▶ _Enunciado do exercício_
Pode citar fielmente a passagem do texto sobre a proibição do fumo em recintos fechados, começando em "Com efeito, a" e terminando em "confinamento dos fumantes."?

▶ _Texto para leitura_
Com efeito, a lei em análise proíbe fumar em recintos fechados públicos e privados, destinados ao uso permanente e simultâneo por diversas pessoas, excluindo as tabacarias e, por óbvio, os locais abertos e ao ar livre. Nos recintos fechados, porém, ela permite o fumo em “áreas isoladas por barreira física, que tenham arejamento suficiente ou sejam equipadas com aparelhos que garantam a exaustão do ar para o ambiente externo”, isso é, os conhecidos fumódromos, verdadeiros espaços de confinamento dos fumantes.
Afora a Lei Federal 9.294/1996, que restringe a publicidade de produtos fumígeros e regula a prática do tabagismo em espaços públicos, a insurreição radical quanto à temática, todavia, não se iniciou nas Minas Gerais dessa vez. Outros estados, como São Paulo, Rio de Janeiro e Espírito Santo, notabilizam-se por recentes disciplinas legais de semelhantes conteúdo e rigor.

Entradas brutas

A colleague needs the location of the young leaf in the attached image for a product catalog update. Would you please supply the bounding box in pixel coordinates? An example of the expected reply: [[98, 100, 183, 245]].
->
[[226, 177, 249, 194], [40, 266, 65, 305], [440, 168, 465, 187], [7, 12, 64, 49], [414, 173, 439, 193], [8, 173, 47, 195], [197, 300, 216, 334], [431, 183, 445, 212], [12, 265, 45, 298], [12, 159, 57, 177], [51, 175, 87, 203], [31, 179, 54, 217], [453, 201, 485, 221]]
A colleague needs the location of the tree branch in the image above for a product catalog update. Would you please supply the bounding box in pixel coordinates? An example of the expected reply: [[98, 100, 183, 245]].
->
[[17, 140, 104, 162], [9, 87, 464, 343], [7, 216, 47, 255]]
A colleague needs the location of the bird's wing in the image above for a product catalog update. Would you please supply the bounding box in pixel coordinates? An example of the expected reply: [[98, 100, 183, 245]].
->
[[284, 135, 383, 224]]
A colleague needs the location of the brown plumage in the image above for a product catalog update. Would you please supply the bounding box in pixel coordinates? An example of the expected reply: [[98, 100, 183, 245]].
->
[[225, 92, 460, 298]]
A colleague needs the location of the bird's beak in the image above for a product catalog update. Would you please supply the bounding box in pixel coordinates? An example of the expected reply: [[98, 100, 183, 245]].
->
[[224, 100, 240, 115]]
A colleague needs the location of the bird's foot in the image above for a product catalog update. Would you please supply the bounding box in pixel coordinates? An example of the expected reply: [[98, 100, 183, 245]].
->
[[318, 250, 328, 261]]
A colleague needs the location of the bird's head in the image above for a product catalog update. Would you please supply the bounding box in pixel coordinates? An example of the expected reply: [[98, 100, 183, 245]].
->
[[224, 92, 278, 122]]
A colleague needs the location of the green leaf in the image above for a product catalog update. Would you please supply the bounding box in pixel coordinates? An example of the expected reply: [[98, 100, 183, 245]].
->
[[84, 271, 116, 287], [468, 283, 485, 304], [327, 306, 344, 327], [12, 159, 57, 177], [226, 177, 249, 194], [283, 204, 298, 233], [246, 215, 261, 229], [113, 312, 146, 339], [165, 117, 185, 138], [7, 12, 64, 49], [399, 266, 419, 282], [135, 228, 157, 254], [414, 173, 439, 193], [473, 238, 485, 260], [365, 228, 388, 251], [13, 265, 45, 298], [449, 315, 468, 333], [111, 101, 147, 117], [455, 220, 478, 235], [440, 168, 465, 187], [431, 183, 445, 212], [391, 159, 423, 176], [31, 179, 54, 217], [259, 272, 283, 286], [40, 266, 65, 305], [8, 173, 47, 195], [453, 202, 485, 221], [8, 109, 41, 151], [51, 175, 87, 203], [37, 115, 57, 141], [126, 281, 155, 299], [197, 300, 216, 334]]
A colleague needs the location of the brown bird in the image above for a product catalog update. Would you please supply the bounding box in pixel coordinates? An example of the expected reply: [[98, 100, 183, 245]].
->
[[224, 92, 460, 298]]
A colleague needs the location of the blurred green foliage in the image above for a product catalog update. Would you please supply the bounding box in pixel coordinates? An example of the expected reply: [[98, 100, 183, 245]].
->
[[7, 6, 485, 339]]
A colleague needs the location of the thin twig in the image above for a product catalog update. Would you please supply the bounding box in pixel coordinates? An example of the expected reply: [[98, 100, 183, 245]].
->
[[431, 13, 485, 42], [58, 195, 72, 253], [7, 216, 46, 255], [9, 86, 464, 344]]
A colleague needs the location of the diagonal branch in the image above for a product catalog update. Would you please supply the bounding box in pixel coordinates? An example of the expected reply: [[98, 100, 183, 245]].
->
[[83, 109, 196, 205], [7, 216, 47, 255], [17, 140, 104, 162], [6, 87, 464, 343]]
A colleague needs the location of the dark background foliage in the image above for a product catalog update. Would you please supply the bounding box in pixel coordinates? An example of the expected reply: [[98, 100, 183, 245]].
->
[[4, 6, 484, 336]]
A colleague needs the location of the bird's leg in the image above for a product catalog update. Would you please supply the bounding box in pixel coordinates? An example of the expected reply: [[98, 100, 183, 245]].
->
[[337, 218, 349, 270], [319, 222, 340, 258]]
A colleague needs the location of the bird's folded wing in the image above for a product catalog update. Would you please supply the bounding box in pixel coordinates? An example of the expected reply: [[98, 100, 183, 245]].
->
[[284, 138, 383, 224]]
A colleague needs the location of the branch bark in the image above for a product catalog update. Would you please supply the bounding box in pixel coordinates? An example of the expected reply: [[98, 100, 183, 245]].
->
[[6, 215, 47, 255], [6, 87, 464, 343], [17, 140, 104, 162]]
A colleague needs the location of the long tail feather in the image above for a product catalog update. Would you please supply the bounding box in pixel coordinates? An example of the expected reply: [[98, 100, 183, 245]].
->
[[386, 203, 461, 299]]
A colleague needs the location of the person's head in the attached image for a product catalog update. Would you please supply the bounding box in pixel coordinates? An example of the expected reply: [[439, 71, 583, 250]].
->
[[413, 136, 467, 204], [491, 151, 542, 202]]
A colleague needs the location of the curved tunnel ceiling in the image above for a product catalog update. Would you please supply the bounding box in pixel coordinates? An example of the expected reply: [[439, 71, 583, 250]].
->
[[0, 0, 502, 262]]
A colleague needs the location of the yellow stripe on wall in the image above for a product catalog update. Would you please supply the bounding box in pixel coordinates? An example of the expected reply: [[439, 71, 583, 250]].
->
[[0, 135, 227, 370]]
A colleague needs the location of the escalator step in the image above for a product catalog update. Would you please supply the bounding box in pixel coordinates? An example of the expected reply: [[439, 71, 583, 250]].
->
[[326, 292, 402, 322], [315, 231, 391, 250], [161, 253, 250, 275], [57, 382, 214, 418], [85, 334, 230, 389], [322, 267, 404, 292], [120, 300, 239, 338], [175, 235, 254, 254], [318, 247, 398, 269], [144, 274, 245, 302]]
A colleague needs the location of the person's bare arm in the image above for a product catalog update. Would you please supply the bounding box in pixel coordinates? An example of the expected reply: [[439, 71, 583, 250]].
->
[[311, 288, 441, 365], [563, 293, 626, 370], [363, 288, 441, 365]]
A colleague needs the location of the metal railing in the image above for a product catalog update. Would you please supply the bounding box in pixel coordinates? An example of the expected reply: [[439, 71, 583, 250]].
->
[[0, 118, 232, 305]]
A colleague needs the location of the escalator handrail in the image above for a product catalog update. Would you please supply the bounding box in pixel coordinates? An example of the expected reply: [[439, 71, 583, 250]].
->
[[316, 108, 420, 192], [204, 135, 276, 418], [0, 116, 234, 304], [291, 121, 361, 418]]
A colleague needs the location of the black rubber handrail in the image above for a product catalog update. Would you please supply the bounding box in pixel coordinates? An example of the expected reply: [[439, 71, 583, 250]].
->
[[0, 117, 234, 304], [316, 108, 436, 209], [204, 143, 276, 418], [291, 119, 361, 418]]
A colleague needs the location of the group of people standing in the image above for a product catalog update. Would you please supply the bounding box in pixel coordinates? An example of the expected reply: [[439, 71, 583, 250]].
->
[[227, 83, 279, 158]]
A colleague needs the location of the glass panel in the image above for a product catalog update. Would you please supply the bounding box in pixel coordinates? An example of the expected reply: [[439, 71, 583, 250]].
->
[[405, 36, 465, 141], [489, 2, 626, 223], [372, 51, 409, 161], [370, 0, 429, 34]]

▶ _Problema resolvido_
Com efeito, a lei em análise proíbe fumar em recintos fechados públicos e privados, destinados ao uso permanente e simultâneo por diversas pessoas, excluindo as tabacarias e, por óbvio, os locais abertos e ao ar livre. Nos recintos fechados, porém, ela permite o fumo em “áreas isoladas por barreira física, que tenham arejamento suficiente ou sejam equipadas com aparelhos que garantam a exaustão do ar para o ambiente externo”, isso é, os conhecidos fumódromos, verdadeiros espaços de confinamento dos fumantes.